● Problem to work on
Transcribe the listing precisely, entry by entry.

● Records for this exercise
•••••
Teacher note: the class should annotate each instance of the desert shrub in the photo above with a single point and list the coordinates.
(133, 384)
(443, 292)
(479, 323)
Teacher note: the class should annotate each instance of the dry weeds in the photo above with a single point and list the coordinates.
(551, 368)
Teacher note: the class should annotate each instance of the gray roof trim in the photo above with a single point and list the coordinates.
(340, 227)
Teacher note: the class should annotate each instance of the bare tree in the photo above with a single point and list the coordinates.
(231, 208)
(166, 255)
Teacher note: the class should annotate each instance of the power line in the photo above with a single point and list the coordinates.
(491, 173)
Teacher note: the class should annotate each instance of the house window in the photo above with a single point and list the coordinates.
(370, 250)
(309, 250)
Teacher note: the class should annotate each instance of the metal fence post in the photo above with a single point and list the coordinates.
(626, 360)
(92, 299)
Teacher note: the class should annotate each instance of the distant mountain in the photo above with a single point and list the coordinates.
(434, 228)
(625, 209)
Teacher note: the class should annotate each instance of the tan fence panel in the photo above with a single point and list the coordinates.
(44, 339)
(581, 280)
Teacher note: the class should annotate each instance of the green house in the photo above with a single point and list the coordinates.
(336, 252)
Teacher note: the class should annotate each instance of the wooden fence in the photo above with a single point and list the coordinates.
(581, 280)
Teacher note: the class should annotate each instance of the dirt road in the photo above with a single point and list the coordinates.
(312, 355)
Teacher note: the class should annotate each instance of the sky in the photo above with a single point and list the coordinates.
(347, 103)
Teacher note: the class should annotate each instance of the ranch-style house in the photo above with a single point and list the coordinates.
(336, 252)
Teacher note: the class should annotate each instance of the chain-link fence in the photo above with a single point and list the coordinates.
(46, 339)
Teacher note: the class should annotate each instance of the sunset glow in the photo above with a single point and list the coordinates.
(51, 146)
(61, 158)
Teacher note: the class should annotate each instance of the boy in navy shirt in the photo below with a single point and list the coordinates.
•••••
● Answer to the problem
Teacher note: the class should annotate each instance of the desert shrub in the photo above with a single point and list the coordinates.
(133, 384)
(443, 292)
(479, 323)
Teacher note: the class should annotate each instance of the dry weeds in the photo above with a single point and list the coordinates.
(551, 368)
Teacher note: the class should annotate each instance of the gray roof trim in the photo above with a single point and list the coordinates.
(340, 227)
Teacher note: the class should annotate each instance of the bare tree in the photo above with a single point and list the coordinates.
(231, 208)
(166, 255)
Teacher note: the class should annotate each instance of the power line in the photo above with a single point and list the coordinates.
(491, 173)
Teacher note: the class should annotate each instance of the house window in the photo above with a single point and list the coordinates.
(370, 250)
(309, 250)
Teacher note: the class should annotate each instance of the metal fence post in the photo above with a single point and list the coordinates.
(626, 360)
(92, 299)
Teacher note: the class should annotate each instance of the distant mountain in the photo above with a single point and list the coordinates.
(434, 228)
(625, 209)
Teacher note: the class should annotate each instance of the tan fence panel in the photo above with a single point and list the coordinates.
(44, 339)
(581, 280)
Teacher note: the class should annotate each instance of the green house in the photo above with a single point and list the coordinates.
(336, 252)
Teacher note: the class should annotate each instance of the wooden fence in the photo above with a single point and list the coordinates.
(581, 280)
Teacher note: the class should annotate each instance of the dirt road in the photo above with a single point and list the coordinates.
(312, 355)
Teacher note: the class should annotate each instance of the sky in the photo above with a single point and list the coordinates.
(347, 103)
Teacher note: the class should annotate each instance of the ranch-style house in the photo above with a single point and list the coordinates.
(336, 252)
Teacher note: the class should annotate each instance of the chain-link fence in the photo above with a single point and list the coordinates.
(46, 339)
Teacher note: the class should annotate each instance of the sunset glow in the photo above with a single point and list the coordinates.
(51, 146)
(61, 158)
Teacher note: the class should annotate each instance of the boy in navy shirt in the photo below with a single point and list the coordinates.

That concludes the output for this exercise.